[PROVIDED PASSAGE]
This is a message that I got from a friend who just spent a few weeks in Uganda with CURE International. I just had to share her story with you. It reminds me that God loves us, broken as we are and that our hope doesn't come from anything this world can offer. It can only come from Christ and what He has done.
So I'm not exactly sure where to start. or what to say. coming back to america makes my time in africa seem like a dream. but i'll try to jump in and give ya some insight about probably the hardest and most influential thing that happened while we were there.
The first day at the CURE children's hospital, I was chosen along with one other team member to follow the Spiritual Leadership department around the ward and pray for the babies who were suffering from hydrocephalus, brain tumors and spina bifida. Most of the babies that we saw were suffering from hydrocephalus which is a buildup of fluid in the skull which leads to a very disfigured head and causes a lot of pressure and pain. We walked into the ward which lacked air conditioning and the seemingly expected comforts of home and were greeted by smothering mosquito nets and the sound of crying babies. My team member and I both felt pretty uncomfortable about praying with these mothers because we didn't know the language, the culture and we couldn't relate to them in any obvious way. At the first babies bed, the mother proudly called herself a believer and we prayed with her and held her sweet baby as we reminded her that while her situation seems dark, the Lord will never leave her alone and is with her, even now. She cried, we cried and we moved to the next baby's bed.

[DATASET ENTRIES]
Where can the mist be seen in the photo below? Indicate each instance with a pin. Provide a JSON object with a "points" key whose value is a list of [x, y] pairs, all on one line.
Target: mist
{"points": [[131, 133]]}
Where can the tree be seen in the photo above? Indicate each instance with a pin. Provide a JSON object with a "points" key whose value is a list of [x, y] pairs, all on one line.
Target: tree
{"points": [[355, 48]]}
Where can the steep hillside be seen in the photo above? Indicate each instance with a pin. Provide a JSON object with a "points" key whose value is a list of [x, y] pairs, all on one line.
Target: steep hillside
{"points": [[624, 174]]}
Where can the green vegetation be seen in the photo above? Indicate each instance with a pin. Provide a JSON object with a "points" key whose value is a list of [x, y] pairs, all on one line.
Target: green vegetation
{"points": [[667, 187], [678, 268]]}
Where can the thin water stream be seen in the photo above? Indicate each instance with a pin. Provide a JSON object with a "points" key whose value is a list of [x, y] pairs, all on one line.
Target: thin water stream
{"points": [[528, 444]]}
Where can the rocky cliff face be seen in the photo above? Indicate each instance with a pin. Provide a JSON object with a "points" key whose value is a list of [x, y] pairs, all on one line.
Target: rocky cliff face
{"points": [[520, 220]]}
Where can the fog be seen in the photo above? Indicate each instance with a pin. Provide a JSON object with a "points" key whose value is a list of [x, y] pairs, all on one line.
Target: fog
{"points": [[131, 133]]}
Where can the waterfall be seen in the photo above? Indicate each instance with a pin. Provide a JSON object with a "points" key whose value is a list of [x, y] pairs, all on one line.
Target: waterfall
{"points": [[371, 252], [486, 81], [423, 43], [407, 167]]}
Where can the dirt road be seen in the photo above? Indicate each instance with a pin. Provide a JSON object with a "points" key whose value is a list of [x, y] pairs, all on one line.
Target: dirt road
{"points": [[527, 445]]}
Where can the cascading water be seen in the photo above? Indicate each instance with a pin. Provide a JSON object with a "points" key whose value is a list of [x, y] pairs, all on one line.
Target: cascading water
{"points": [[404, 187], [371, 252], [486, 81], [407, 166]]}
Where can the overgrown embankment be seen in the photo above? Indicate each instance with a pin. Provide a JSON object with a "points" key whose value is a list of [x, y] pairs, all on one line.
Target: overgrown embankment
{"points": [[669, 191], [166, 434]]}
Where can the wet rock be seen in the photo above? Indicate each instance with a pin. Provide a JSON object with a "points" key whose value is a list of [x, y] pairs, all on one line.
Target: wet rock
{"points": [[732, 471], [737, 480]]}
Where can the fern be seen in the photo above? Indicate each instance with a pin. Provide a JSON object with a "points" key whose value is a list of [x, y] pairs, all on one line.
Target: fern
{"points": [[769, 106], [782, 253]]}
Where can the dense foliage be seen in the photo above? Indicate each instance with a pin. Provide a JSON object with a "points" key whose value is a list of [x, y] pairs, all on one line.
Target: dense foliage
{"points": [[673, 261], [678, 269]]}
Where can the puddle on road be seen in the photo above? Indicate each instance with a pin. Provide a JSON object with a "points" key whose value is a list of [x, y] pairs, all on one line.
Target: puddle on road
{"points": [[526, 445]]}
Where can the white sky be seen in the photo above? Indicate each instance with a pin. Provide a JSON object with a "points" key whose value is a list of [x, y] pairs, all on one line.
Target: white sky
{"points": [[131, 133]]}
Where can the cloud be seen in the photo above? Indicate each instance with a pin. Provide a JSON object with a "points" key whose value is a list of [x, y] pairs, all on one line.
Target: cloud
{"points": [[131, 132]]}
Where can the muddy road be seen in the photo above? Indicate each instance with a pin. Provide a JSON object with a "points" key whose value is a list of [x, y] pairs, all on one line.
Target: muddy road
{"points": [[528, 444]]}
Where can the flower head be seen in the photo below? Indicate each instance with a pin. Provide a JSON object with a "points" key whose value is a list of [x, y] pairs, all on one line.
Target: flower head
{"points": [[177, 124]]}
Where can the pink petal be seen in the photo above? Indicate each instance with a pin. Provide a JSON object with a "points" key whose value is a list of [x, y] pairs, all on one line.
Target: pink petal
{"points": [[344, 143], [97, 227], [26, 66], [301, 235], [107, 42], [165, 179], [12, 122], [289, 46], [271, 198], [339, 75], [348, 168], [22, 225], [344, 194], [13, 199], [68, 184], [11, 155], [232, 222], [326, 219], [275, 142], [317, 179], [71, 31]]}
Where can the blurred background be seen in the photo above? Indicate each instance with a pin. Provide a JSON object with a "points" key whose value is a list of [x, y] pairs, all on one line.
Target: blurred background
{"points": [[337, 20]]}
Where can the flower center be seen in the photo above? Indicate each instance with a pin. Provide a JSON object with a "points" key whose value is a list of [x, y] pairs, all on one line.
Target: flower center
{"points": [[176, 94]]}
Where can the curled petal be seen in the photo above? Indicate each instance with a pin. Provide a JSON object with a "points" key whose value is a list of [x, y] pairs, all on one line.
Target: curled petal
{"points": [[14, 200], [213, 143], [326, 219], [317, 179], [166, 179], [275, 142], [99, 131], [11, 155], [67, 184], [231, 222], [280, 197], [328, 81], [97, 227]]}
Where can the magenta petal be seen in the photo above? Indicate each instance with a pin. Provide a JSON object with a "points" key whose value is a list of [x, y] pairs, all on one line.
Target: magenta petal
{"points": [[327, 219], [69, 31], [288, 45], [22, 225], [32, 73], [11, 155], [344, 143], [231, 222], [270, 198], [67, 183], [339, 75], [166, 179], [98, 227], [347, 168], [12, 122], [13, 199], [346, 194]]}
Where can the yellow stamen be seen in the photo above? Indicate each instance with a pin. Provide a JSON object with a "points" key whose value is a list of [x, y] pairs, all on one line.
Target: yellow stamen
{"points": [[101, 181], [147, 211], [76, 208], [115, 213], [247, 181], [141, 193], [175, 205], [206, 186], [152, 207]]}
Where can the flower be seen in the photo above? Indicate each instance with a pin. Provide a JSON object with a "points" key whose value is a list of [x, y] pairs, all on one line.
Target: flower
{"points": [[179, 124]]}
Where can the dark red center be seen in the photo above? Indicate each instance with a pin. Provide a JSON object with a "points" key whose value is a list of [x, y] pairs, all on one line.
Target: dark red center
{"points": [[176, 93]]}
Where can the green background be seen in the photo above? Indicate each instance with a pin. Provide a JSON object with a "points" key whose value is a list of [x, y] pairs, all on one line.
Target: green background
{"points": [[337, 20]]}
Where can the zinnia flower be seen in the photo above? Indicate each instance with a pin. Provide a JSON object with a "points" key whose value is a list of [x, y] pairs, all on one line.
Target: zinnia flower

[WORK INSTRUCTION A] In the Uganda passage, which condition did most of the babies the team saw suffer from?
[WORK INSTRUCTION B] Reproduce the Uganda passage, beginning at the words "This is a message" and stopping after "He has done.", and change "a few weeks" to "two months".
The records are separate material, unrelated to the Uganda passage.

[RESPONSE A] Most of the babies suffered from hydrocephalus.

[RESPONSE B]
This is a message that I got from a friend who just spent two months in Uganda with CURE International. I just had to share her story with you. It reminds me that God loves us, broken as we are and that our hope doesn't come from anything this world can offer. It can only come from Christ and what He has done.